__BRANO DI LETTURA__:
- - - - -
Il Parco degli Acquedotti

maggio 25, 2020


Gli acquedotti sono uno degli elementi che maggiormente mi affascina del mondo romano. Oggi per colpa dei rubinetti non ne apprezziamo l’enorme ruolo avuto nel processo di romanizzazione. I popoli antichi erano schiavi dell’acqua, potevano vivere e costruire le loro città solo in prossimità di fiumi o sorgenti. I Romani, invece, furono capaci di rendere schiava l’acqua, di dominarla, con una tecnologia che, per l’epoca, fu dirompente. Costruire un acquedotto era una esibizione di forza, un messaggio del tipo: “se posso fare questo, posso fare tutto!”.


Con una portata di tredici metri cubi d’acqua al secondo, la Roma imperiale godeva di un consumo idrico da grande metropoli, una diffusione capillare e uno sfoggio di abbeveratoi, mostre, arcate e condutture modernissimi. Mai come davanti ai resti di un acquedotto si comprende l’origine della perizia costruttiva dei romani. Quegli archi non assomigliano anche ai ponti e alle mille finestre del Tabularium o del Colosseo?


E quei muri di laterizi (un tempo rivestiti di marmo) non hanno forse la stessa maestà di ciò che è sopravvissuto ai secoli sul Palatino? Non c’è a Roma luogo migliore per porgersi queste domande del Parco degli Acquedotti, dove gli spettri di ben sette, degli undici acquedotti che rifornivano la città imperiale, pascolano pigramente nel verde della campagna romana, fra l’Appia Nuova e la Tuscolana.
- - - - -
__RIGHE DI DATI__:

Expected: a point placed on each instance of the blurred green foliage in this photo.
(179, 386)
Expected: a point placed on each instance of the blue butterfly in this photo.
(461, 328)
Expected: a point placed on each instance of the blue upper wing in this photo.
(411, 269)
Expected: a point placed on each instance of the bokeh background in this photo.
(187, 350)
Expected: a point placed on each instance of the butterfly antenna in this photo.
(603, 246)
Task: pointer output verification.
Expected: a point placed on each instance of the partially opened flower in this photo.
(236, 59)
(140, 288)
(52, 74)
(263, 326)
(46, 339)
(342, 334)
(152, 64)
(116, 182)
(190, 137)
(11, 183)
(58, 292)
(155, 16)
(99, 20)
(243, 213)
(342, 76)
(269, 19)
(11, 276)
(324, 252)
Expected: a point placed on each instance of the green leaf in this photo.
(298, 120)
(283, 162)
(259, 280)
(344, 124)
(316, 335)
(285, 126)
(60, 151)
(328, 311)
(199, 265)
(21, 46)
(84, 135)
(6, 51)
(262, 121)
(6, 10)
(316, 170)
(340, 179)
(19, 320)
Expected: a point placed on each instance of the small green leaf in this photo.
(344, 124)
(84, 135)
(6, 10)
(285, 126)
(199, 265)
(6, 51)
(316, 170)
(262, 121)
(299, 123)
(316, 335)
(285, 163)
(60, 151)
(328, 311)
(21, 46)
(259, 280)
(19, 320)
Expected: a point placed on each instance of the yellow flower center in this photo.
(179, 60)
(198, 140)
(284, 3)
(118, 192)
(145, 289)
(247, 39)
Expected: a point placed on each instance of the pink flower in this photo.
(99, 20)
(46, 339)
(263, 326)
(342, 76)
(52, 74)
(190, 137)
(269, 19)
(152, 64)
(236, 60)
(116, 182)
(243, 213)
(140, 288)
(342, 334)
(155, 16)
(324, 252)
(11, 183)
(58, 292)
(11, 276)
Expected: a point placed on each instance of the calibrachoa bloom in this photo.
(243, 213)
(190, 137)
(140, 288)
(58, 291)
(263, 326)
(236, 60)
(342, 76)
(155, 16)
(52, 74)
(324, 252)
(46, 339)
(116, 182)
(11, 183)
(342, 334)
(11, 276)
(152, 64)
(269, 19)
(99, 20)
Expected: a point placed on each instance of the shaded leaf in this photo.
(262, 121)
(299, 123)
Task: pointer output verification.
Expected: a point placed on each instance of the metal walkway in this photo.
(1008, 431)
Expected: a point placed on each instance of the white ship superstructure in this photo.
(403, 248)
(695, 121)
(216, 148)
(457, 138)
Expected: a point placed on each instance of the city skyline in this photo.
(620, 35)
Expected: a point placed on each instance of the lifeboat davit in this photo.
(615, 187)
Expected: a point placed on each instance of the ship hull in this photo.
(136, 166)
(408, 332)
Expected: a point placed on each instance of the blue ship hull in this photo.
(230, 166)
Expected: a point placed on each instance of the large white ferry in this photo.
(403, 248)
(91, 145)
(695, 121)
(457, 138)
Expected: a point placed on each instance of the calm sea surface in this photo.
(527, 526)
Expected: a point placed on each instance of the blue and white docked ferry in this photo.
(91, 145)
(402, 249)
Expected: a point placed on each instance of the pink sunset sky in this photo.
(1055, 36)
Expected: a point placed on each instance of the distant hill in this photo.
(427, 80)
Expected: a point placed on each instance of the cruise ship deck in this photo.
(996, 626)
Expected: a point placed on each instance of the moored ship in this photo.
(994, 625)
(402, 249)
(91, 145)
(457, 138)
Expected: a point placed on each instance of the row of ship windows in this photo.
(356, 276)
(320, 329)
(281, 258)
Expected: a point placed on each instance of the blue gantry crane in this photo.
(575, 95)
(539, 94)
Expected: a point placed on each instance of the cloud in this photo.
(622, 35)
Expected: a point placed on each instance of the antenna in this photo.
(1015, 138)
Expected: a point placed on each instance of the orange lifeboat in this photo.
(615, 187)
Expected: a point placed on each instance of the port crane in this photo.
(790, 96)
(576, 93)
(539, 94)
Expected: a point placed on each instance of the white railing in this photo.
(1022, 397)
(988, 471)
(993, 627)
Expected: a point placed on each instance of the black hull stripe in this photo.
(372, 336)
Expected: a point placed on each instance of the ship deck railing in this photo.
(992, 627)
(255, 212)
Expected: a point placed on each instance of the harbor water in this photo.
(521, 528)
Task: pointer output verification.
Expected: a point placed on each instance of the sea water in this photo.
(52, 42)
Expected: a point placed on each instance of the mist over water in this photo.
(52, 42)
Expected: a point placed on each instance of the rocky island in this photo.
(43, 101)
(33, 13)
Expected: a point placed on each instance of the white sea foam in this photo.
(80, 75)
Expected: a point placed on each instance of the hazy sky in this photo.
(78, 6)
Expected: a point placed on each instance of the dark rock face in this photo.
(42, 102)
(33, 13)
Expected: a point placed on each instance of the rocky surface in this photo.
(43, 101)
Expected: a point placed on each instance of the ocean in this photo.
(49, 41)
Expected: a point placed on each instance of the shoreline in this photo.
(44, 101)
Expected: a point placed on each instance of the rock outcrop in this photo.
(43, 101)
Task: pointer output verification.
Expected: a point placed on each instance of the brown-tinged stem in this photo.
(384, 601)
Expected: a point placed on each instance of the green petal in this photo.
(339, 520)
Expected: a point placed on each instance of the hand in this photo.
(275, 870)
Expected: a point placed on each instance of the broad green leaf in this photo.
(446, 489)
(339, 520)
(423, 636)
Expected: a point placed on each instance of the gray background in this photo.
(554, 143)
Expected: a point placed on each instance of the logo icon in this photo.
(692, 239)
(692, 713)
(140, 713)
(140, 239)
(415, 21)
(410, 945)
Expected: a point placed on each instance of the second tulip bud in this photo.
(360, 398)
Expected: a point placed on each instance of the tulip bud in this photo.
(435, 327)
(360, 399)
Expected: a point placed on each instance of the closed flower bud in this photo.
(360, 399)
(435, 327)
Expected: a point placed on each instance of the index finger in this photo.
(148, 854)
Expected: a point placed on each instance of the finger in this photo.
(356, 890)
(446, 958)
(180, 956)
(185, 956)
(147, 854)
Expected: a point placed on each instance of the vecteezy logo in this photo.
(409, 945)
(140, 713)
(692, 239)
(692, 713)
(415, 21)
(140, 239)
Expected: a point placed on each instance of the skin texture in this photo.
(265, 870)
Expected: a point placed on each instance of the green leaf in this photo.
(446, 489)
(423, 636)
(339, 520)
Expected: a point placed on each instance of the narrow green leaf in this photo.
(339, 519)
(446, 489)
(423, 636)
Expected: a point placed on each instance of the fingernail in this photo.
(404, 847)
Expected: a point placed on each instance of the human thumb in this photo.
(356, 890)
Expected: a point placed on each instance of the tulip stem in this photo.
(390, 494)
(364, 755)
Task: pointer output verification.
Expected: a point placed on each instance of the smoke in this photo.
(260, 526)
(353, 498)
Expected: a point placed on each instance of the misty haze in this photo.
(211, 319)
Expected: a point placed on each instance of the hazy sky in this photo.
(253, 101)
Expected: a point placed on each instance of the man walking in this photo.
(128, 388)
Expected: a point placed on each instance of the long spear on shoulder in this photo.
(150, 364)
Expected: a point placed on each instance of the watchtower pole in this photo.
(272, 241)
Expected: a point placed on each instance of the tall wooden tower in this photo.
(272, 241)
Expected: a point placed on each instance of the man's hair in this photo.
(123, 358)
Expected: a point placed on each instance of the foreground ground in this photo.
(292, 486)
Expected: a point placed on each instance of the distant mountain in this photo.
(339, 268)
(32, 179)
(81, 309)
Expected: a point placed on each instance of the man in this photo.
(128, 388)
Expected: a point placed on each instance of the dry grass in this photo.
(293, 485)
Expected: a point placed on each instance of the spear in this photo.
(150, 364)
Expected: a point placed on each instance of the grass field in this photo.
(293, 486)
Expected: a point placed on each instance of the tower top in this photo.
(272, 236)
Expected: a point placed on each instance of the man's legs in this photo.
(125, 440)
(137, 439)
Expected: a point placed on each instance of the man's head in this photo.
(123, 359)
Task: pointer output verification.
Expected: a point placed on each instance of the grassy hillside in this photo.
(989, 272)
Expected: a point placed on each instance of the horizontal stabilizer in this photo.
- - - - -
__CONSEGNA__: Trascrivi senza cambiare nulla il passo del brano sul Parco degli Acquedotti che va da "E quei muri" fino a "e la Tuscolana." compreso.

__SOLUZIONE__:
E quei muri di laterizi (un tempo rivestiti di marmo) non hanno forse la stessa maestà di ciò che è sopravvissuto ai secoli sul Palatino? Non c’è a Roma luogo migliore per porgersi queste domande del Parco degli Acquedotti, dove gli spettri di ben sette, degli undici acquedotti che rifornivano la città imperiale, pascolano pigramente nel verde della campagna romana, fra l’Appia Nuova e la Tuscolana.